◆ What the task requires ◆
Gather up every line from the entries below that uses the word "instance".

Stored dataset items
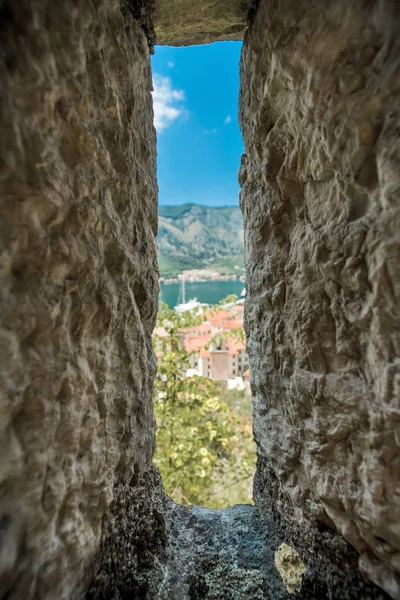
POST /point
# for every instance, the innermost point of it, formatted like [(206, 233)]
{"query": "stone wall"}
[(78, 289), (320, 178), (183, 23)]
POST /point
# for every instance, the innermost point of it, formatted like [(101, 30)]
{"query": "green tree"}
[(201, 442)]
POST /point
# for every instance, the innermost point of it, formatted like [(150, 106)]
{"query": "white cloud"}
[(166, 102)]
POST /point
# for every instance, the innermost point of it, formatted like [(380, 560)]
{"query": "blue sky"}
[(199, 140)]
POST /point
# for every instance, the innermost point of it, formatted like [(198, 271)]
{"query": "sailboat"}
[(186, 306)]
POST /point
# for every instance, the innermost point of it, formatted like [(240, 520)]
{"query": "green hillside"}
[(191, 236)]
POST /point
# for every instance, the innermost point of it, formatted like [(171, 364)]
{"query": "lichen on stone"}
[(228, 582), (290, 567)]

◆ Answer below ◆
# for every instance, the innermost point of it, formatted like [(206, 233)]
# for every instance, the innermost point of it, formatted like [(101, 30)]
# for every instance, the innermost point of it, formatted like [(150, 106)]
# for every instance, the innermost point of it, formatted like [(380, 560)]
# for every instance, the innermost point of it, formatted like [(198, 271)]
# for every instance, the innermost point of it, formatted like [(240, 520)]
# for every instance, the innermost point of it, formatted like [(171, 364)]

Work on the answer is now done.